[Directions for this task]
What you give back must match the records below word for word.

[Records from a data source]
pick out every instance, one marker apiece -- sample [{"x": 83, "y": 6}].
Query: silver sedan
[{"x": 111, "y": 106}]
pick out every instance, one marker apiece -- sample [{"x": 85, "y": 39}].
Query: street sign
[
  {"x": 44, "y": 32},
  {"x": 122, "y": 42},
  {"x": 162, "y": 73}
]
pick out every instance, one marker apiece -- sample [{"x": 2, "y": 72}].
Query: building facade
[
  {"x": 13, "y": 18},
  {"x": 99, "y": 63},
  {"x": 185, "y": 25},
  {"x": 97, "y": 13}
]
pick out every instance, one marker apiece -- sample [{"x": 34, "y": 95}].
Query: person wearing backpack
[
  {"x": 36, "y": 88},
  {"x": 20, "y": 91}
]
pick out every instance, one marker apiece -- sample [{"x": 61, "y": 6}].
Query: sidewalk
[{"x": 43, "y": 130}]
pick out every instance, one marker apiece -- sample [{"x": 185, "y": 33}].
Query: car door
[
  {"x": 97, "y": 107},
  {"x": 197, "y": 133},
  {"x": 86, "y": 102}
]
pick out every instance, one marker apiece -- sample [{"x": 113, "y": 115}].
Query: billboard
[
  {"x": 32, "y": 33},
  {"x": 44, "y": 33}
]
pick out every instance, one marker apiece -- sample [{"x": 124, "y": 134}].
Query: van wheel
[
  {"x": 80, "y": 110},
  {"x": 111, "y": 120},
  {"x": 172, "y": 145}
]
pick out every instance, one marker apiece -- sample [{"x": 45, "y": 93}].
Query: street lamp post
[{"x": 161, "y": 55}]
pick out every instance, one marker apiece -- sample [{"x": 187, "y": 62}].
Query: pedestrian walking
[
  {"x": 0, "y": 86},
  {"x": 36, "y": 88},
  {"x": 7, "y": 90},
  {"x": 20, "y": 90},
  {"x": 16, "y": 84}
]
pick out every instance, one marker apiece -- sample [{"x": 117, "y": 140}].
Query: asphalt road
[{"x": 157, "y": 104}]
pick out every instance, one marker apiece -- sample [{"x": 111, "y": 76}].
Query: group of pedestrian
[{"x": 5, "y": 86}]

[Written answer]
pick out every instance, one marker apiece -- sample [{"x": 83, "y": 6}].
Query: silver sedan
[{"x": 111, "y": 106}]
pick out every instance, one marker apiece -- sample [{"x": 85, "y": 39}].
Query: street sign
[
  {"x": 44, "y": 32},
  {"x": 122, "y": 42},
  {"x": 162, "y": 73}
]
pick out every instance, one marker apiece -- sample [{"x": 2, "y": 72}].
Query: building facade
[
  {"x": 13, "y": 18},
  {"x": 99, "y": 63},
  {"x": 185, "y": 25},
  {"x": 97, "y": 13}
]
pick out every instance, one marker apiece -- sample [{"x": 34, "y": 95}].
Query: person wearing backpack
[
  {"x": 36, "y": 88},
  {"x": 20, "y": 91}
]
pick out every instance, one marker apiece -- sample [{"x": 61, "y": 6}].
Query: sidewalk
[{"x": 43, "y": 130}]
pick out every instance, one marker apiece -- sample [{"x": 185, "y": 33}].
Query: car door
[
  {"x": 97, "y": 107},
  {"x": 197, "y": 133},
  {"x": 86, "y": 102}
]
pick out every instance, one marker apiece -- sample [{"x": 113, "y": 115}].
Query: billboard
[
  {"x": 32, "y": 33},
  {"x": 44, "y": 33}
]
pick out every instance, one marker apiece -- sample [{"x": 124, "y": 134}].
Query: van wheel
[
  {"x": 80, "y": 110},
  {"x": 111, "y": 120},
  {"x": 172, "y": 145}
]
pick out every instance, one marker apiece -- sample [{"x": 45, "y": 93}].
Query: street lamp post
[{"x": 161, "y": 55}]
pick out every instance, one marker apiece -- sample [{"x": 187, "y": 62}].
Query: pedestrian walking
[
  {"x": 0, "y": 86},
  {"x": 36, "y": 88},
  {"x": 7, "y": 90},
  {"x": 20, "y": 90},
  {"x": 16, "y": 84}
]
pick out every instance, one marker apiece -- sample [{"x": 117, "y": 140}].
Query: asphalt road
[{"x": 157, "y": 104}]
pick out every instance, one marker apiece -- sample [{"x": 111, "y": 76}].
Query: group of pedestrian
[{"x": 5, "y": 86}]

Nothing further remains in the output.